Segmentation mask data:
+ + +
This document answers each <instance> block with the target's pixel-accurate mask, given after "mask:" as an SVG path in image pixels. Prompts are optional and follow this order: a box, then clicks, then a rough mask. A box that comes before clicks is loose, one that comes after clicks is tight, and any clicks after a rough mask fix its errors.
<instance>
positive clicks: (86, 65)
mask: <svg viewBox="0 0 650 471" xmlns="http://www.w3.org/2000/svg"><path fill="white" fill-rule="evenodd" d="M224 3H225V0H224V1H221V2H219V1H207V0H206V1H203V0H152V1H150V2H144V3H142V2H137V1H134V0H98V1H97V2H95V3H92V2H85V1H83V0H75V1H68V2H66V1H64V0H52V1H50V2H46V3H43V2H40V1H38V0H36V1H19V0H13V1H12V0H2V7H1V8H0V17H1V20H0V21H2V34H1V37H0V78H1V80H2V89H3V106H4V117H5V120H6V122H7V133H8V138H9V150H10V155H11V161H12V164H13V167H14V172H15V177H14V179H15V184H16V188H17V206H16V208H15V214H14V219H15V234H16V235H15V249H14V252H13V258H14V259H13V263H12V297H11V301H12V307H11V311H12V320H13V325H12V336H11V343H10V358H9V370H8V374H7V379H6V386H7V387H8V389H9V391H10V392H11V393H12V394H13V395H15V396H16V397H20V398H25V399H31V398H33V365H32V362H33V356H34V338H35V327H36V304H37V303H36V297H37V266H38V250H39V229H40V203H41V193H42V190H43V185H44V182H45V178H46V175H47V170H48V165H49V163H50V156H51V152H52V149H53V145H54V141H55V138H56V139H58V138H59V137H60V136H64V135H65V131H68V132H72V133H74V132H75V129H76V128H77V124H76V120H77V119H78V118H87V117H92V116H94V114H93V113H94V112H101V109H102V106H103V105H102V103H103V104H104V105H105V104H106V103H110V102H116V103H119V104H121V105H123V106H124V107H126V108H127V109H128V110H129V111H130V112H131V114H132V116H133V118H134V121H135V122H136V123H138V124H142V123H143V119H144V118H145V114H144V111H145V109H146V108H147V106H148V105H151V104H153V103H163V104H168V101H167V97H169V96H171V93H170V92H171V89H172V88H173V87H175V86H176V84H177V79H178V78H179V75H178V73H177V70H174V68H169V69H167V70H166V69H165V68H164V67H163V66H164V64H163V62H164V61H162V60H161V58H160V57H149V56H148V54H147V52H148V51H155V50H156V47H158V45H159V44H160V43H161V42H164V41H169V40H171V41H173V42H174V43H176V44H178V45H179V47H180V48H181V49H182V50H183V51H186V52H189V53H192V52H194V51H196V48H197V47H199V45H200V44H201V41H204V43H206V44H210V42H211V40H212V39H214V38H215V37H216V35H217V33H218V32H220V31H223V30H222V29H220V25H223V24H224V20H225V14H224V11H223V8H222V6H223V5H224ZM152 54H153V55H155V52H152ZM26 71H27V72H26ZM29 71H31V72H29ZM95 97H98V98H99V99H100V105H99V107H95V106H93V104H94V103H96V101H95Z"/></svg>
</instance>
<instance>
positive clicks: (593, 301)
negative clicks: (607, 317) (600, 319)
+ + +
WHAT THE EXERCISE ASKS: Rewrite all the rows above, changing every "clicks" to "points" and leaving everything else as it is.

ANSWER FOR THE TASK:
This document answers each <instance> block with the target's pixel-accurate mask, given after "mask:" as an SVG path in image pixels. Prompts are optional and follow this order: a box, then points, then a rough mask. A box that comes before points is loose, one that comes after points is tight, and any points after a rough mask fix its errors.
<instance>
positive points: (86, 65)
mask: <svg viewBox="0 0 650 471" xmlns="http://www.w3.org/2000/svg"><path fill="white" fill-rule="evenodd" d="M224 3H225V0H224V1H221V2H219V1H207V0H206V1H203V0H152V1H150V2H144V3H142V2H137V1H134V0H98V1H97V2H95V3H92V2H85V1H83V0H75V1H68V2H66V1H64V0H52V1H50V2H46V3H43V2H40V1H38V0H36V1H19V0H13V1H12V0H2V7H1V8H0V17H1V20H0V21H2V34H1V37H0V78H1V80H2V89H3V106H4V117H5V120H6V122H7V133H8V138H9V150H10V155H11V161H12V164H13V167H14V172H15V177H14V179H15V184H16V188H17V206H16V208H15V214H14V219H15V234H16V235H15V249H14V252H13V258H14V259H13V263H12V297H11V301H12V307H11V311H12V320H13V325H12V336H11V343H10V358H9V370H8V374H7V379H6V386H7V387H8V389H9V391H10V392H11V393H12V394H13V395H15V396H16V397H20V398H25V399H31V398H33V365H32V362H33V356H34V338H35V327H36V304H37V303H36V297H37V266H38V250H39V229H40V203H41V193H42V190H43V185H44V182H45V178H46V175H47V170H48V165H49V163H50V156H51V152H52V149H53V145H54V141H55V138H56V139H58V138H59V137H60V136H64V135H65V131H68V132H72V133H74V132H75V129H76V128H77V124H76V120H77V119H78V118H87V117H92V116H94V114H93V113H94V112H101V109H102V106H103V105H102V103H103V104H104V105H105V104H106V103H110V102H116V103H119V104H121V105H123V106H124V107H126V108H127V109H128V110H129V111H130V112H131V114H132V116H133V118H134V121H135V122H136V123H138V124H142V123H143V119H144V118H145V114H144V111H145V109H146V108H147V106H148V105H151V104H153V103H163V104H168V101H167V97H169V96H171V93H170V92H171V89H172V88H173V87H175V86H176V84H177V79H178V78H179V75H178V73H177V70H174V68H169V69H167V70H166V69H165V68H164V67H163V66H164V64H163V62H164V61H162V60H161V58H160V57H149V56H148V54H147V52H148V51H155V50H156V47H158V45H159V44H160V43H161V42H164V41H169V40H171V41H173V42H174V43H176V44H178V45H179V47H180V48H181V49H182V50H183V51H186V52H189V53H192V52H194V51H196V48H197V47H199V45H200V44H201V41H204V43H206V44H210V42H211V40H212V39H214V38H215V37H216V35H217V33H218V32H220V31H223V30H222V29H220V25H223V24H224V20H225V14H224V11H223V8H222V6H223V5H224ZM152 54H153V55H155V52H152ZM26 71H27V72H26ZM29 71H31V72H29ZM95 97H98V98H99V99H100V105H99V107H95V106H93V104H94V103H96V101H95Z"/></svg>
</instance>
<instance>
positive points: (593, 301)
negative points: (607, 317) (600, 319)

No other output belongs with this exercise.